**DEINE AUFGABE**
Gib den Text über die Straße 90 ab der Stelle mit den Worten „Ein scharfer Blitz“ bis einschließlich „für Palästinenser gesperrt.“ noch einmal wieder. Ersetze darin „Schnellstraße“ durch „Fernstraße“.

**VORLIEGENDER TEXT**
============

Ein scharfer Blitz in der Dunkelheit.
Es geschah auf der Straße 90, einer Schnellstraße, die am Jordan entlang Jericho
mit Beth Shean verbindet. Es ist die Hauptstraße im Jordantal, das unsere
Regierung in irgend einer Weise annektieren will. Diese Straße ist allein dem
israelischen Verkehr vorbehalten und für Palästinenser gesperrt.
(Es gibt dazu einen palästinensischen Witz. Während der Nach-Oslo-Verhandlungen
bestand das israelische Team darauf, diese Straße zu behalten. Der
palästinensische Chefunterhändler, der gerade aus Tunis zurückgekommen war,
wandte sich an seine Kollegen und rief aus: „Was
- zum Teufel - wenn wir 89 andere Straßen bekommen haben, warum sollten
wir auf dieser einen bestehen?“)

============

**DATENAUSZÜGE**
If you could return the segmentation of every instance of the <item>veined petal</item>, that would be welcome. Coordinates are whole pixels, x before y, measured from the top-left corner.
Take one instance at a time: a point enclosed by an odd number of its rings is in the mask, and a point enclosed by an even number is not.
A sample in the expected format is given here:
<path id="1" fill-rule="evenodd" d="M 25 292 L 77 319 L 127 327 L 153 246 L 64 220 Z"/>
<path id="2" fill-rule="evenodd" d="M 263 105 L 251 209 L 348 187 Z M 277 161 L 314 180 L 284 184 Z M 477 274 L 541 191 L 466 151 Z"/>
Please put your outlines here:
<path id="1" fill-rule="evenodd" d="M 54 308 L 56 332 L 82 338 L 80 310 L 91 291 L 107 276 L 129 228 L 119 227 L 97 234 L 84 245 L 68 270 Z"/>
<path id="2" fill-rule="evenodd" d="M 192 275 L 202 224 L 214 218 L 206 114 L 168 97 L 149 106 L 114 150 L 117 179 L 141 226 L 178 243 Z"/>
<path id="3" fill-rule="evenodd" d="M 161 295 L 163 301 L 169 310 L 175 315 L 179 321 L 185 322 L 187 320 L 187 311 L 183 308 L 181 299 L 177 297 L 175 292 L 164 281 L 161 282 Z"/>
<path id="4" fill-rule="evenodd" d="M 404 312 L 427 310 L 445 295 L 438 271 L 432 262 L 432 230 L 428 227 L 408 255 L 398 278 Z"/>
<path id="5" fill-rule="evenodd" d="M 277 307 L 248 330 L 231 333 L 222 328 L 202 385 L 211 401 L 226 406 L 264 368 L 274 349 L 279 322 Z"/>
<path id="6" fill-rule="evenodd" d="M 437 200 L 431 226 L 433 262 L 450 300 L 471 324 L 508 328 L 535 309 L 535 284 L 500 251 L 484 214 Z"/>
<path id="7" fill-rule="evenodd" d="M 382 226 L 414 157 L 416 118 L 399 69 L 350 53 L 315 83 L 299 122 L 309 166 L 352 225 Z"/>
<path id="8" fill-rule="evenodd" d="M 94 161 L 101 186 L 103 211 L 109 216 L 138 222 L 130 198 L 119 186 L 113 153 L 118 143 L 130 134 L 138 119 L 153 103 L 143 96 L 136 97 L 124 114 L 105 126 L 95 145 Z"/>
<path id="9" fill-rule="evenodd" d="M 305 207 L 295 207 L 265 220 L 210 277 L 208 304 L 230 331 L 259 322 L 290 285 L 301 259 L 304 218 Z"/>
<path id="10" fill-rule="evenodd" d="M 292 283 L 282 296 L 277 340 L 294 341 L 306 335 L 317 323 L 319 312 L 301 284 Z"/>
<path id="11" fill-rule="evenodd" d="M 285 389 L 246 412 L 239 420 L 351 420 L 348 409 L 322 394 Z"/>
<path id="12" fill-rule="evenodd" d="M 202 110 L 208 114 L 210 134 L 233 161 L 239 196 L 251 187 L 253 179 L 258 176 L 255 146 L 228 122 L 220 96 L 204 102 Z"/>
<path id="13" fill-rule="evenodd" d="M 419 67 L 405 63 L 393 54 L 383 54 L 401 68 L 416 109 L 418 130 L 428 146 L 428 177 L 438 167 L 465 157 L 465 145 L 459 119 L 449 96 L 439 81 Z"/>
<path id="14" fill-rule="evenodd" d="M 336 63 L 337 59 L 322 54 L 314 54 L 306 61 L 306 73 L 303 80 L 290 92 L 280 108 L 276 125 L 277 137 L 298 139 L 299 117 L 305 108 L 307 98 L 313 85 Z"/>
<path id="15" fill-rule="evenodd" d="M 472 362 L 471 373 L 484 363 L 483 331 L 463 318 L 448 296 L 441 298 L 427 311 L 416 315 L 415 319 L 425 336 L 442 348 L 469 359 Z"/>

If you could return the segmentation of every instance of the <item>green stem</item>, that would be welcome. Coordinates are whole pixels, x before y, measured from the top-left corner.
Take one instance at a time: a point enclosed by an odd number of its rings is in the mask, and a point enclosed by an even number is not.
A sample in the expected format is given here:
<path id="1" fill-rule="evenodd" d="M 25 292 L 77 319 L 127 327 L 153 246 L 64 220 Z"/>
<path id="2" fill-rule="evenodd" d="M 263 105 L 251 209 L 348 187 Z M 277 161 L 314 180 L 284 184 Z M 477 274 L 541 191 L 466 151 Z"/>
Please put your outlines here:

============

**GELÖSTE AUFGABE**
Ein scharfer Blitz in der Dunkelheit.
Es geschah auf der Straße 90, einer Fernstraße, die am Jordan entlang Jericho
mit Beth Shean verbindet. Es ist die Hauptstraße im Jordantal, das unsere
Regierung in irgend einer Weise annektieren will. Diese Straße ist allein dem
israelischen Verkehr vorbehalten und für Palästinenser gesperrt.